To do: Would you please restate all of the data exactly?

Extracted entries:
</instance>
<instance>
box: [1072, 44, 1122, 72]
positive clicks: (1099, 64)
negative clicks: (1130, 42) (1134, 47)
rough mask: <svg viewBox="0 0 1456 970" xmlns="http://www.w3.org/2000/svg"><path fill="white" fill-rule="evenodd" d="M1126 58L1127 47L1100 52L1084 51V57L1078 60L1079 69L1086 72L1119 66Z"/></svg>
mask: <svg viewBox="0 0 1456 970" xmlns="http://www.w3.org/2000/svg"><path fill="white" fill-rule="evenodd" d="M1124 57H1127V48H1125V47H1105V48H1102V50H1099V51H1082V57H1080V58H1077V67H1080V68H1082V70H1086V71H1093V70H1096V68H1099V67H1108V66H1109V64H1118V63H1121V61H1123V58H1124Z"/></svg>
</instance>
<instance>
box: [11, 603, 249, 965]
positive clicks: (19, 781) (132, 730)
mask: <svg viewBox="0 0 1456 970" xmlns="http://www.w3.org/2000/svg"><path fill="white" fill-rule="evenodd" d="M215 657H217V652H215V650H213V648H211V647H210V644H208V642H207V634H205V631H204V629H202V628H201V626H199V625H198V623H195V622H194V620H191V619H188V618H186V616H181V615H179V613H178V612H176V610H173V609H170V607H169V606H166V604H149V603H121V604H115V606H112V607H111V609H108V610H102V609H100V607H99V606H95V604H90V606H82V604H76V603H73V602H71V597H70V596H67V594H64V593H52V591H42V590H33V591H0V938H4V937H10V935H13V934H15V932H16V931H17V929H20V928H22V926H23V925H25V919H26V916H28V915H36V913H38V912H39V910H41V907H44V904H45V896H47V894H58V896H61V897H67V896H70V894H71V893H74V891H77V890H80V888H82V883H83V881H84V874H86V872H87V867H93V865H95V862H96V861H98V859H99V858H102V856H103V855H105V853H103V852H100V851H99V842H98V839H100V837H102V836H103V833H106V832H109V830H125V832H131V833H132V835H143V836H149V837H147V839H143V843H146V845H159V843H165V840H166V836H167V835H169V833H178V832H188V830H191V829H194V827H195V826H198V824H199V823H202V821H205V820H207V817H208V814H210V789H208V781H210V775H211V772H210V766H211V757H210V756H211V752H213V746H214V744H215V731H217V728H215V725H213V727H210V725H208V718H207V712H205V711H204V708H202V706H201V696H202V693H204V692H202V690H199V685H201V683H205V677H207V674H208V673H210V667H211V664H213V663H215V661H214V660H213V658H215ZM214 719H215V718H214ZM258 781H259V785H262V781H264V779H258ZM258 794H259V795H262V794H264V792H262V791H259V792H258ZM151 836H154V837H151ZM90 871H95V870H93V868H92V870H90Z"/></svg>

Reply to the task:
</instance>
<instance>
box: [1072, 44, 1122, 72]
positive clicks: (1099, 64)
negative clicks: (1130, 42) (1134, 47)
rough mask: <svg viewBox="0 0 1456 970" xmlns="http://www.w3.org/2000/svg"><path fill="white" fill-rule="evenodd" d="M1126 58L1127 47L1100 52L1084 51V57L1078 60L1079 69L1086 72L1119 66Z"/></svg>
mask: <svg viewBox="0 0 1456 970" xmlns="http://www.w3.org/2000/svg"><path fill="white" fill-rule="evenodd" d="M1124 57H1127V48H1125V47H1105V48H1102V50H1099V51H1082V57H1080V58H1077V67H1080V68H1082V70H1086V71H1093V70H1096V68H1099V67H1108V66H1109V64H1118V63H1121V61H1123V58H1124Z"/></svg>
</instance>
<instance>
box: [11, 603, 249, 965]
positive clicks: (19, 781) (132, 730)
mask: <svg viewBox="0 0 1456 970" xmlns="http://www.w3.org/2000/svg"><path fill="white" fill-rule="evenodd" d="M215 657H217V652H215V650H213V648H211V647H210V644H208V642H207V634H205V631H204V629H202V628H201V626H199V625H198V623H195V622H194V620H191V619H188V618H186V616H181V615H179V613H178V612H176V610H173V609H170V607H169V606H166V604H149V603H121V604H115V606H112V607H111V609H108V610H102V609H100V607H99V606H95V604H90V606H82V604H76V603H73V602H71V597H70V596H67V594H64V593H52V591H42V590H33V591H0V938H4V937H10V935H13V934H15V932H16V931H17V929H20V928H22V926H23V925H25V919H26V916H28V915H36V913H38V912H39V910H41V907H44V904H45V896H47V894H58V896H61V897H67V896H70V894H71V893H74V891H77V890H80V888H82V883H83V881H84V874H86V872H87V867H93V865H95V862H96V861H98V859H99V858H102V856H103V855H105V853H103V852H100V851H99V842H98V839H100V837H102V836H103V833H106V832H109V830H125V832H131V833H132V835H143V836H149V837H147V839H143V843H146V845H159V843H165V840H166V836H167V835H169V833H178V832H188V830H191V829H194V827H195V826H198V824H199V823H202V821H205V820H207V817H208V814H210V789H208V781H210V775H211V772H210V766H211V757H210V756H211V752H213V746H214V744H215V731H217V728H215V725H213V727H210V725H208V718H207V712H205V711H204V708H202V706H201V696H202V693H204V692H202V690H199V685H201V683H205V677H207V674H208V673H210V667H211V664H213V663H215V661H214V660H213V658H215ZM214 719H215V718H214ZM258 781H259V785H262V781H264V779H258ZM258 794H259V795H262V794H264V792H262V791H259V792H258ZM151 836H154V837H151ZM90 871H95V870H93V868H92V870H90Z"/></svg>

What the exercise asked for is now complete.